- **Direction**:
Each record below should be repeated precisely as written.

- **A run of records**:
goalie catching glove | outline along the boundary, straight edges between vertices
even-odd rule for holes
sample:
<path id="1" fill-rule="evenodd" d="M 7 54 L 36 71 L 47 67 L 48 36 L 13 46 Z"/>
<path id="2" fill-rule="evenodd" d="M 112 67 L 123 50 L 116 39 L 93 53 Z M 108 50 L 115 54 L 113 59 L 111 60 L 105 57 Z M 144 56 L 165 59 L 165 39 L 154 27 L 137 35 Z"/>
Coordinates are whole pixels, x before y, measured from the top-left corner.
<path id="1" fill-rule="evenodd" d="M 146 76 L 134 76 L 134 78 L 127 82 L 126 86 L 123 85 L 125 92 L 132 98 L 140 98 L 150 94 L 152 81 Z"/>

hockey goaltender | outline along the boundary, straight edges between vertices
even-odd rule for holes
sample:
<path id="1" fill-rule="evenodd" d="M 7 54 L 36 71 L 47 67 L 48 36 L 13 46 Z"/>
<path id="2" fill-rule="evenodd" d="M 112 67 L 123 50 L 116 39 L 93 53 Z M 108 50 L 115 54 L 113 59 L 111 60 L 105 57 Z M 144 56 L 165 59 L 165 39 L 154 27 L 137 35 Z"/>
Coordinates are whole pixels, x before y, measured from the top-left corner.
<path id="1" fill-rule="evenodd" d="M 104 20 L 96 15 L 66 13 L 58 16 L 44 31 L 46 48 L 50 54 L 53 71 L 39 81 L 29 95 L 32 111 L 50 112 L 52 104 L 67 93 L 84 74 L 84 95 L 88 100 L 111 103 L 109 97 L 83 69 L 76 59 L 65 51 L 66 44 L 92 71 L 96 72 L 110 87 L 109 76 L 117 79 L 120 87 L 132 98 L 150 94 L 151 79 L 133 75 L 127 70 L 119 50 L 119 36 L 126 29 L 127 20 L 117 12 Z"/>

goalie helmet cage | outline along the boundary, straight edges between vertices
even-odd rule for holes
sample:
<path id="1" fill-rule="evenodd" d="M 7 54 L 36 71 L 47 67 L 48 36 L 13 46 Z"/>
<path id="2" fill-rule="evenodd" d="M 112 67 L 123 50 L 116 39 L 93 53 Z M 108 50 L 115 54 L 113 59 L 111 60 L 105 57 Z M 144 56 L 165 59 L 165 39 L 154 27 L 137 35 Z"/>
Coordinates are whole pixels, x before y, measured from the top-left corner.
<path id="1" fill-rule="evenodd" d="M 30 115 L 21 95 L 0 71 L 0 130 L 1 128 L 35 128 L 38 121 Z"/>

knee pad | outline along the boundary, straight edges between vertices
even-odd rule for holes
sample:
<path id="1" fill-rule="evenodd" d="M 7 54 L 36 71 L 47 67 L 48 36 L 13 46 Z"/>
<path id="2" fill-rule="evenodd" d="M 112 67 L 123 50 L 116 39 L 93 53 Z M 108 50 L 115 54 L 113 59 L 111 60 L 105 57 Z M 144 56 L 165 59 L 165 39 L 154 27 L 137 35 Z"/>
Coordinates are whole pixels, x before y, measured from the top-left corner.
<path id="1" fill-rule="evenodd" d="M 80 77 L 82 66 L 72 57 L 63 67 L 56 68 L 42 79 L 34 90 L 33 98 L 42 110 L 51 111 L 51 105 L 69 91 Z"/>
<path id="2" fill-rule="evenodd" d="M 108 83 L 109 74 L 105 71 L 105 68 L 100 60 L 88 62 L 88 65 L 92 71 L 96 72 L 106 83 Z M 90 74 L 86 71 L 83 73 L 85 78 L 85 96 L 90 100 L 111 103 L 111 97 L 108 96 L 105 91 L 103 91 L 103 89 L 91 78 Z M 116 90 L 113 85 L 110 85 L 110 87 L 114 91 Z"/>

- **Finished exercise**:
goalie catching glove | outline along the boundary, straight edges between vertices
even-odd rule for holes
sample:
<path id="1" fill-rule="evenodd" d="M 7 54 L 36 71 L 47 67 L 48 36 L 13 46 Z"/>
<path id="2" fill-rule="evenodd" d="M 112 67 L 123 50 L 116 39 L 93 53 Z M 108 50 L 115 54 L 113 59 L 111 60 L 105 57 Z M 144 56 L 165 59 L 165 39 L 154 27 L 137 35 Z"/>
Coordinates are whole pixels, x before y, measured from the top-left corner.
<path id="1" fill-rule="evenodd" d="M 146 76 L 134 76 L 134 78 L 127 82 L 126 86 L 123 85 L 125 92 L 132 98 L 140 98 L 150 94 L 152 81 Z"/>

hockey goaltender | outline along the boundary, straight edges between vertices
even-odd rule for holes
sample:
<path id="1" fill-rule="evenodd" d="M 7 54 L 36 71 L 47 67 L 48 36 L 13 46 Z"/>
<path id="2" fill-rule="evenodd" d="M 112 67 L 123 50 L 116 39 L 93 53 Z M 108 50 L 115 54 L 113 59 L 111 60 L 105 57 Z M 144 56 L 165 59 L 165 39 L 154 27 L 137 35 Z"/>
Coordinates are whole pixels, x before y, measured from the top-left corner.
<path id="1" fill-rule="evenodd" d="M 104 20 L 96 15 L 66 13 L 58 16 L 44 31 L 46 48 L 50 54 L 53 71 L 39 81 L 29 95 L 32 111 L 50 112 L 52 104 L 67 93 L 84 74 L 84 95 L 88 100 L 111 103 L 109 97 L 83 69 L 76 59 L 65 51 L 66 44 L 92 71 L 96 72 L 110 87 L 109 76 L 117 79 L 120 87 L 132 98 L 150 94 L 151 79 L 133 75 L 127 70 L 119 50 L 119 36 L 126 29 L 127 20 L 117 12 Z"/>

goalie helmet cage | outline along the boundary, straight edges between vertices
even-odd rule for holes
sample:
<path id="1" fill-rule="evenodd" d="M 7 54 L 36 71 L 47 67 L 48 36 L 13 46 Z"/>
<path id="2" fill-rule="evenodd" d="M 112 67 L 123 50 L 116 39 L 93 53 Z M 108 50 L 115 54 L 113 59 L 111 60 L 105 57 Z M 144 56 L 165 59 L 165 39 L 154 27 L 137 35 Z"/>
Coordinates are whole pixels, x before y, measured from the top-left corner.
<path id="1" fill-rule="evenodd" d="M 30 115 L 21 95 L 0 71 L 0 130 L 1 128 L 35 128 L 38 121 Z"/>

knee pad | outline along the boundary, straight edges between vertices
even-odd rule for holes
sample:
<path id="1" fill-rule="evenodd" d="M 7 54 L 36 71 L 47 67 L 48 36 L 13 46 Z"/>
<path id="2" fill-rule="evenodd" d="M 112 67 L 123 50 L 116 39 L 93 53 Z M 108 50 L 115 54 L 113 59 L 111 60 L 105 57 Z M 144 56 L 165 59 L 165 39 L 154 27 L 137 35 Z"/>
Coordinates are whole pixels, x before y, measured from the top-left corner.
<path id="1" fill-rule="evenodd" d="M 80 77 L 82 66 L 72 57 L 63 67 L 56 68 L 42 79 L 34 90 L 33 98 L 42 110 L 51 111 L 51 105 L 69 91 Z"/>
<path id="2" fill-rule="evenodd" d="M 108 83 L 109 74 L 105 71 L 105 68 L 100 60 L 88 62 L 88 65 L 92 71 L 96 72 L 106 83 Z M 90 74 L 86 71 L 83 73 L 85 78 L 85 96 L 90 100 L 111 103 L 111 97 L 108 96 L 105 91 L 103 91 L 103 89 L 91 78 Z M 116 90 L 113 85 L 110 85 L 110 87 L 114 91 Z"/>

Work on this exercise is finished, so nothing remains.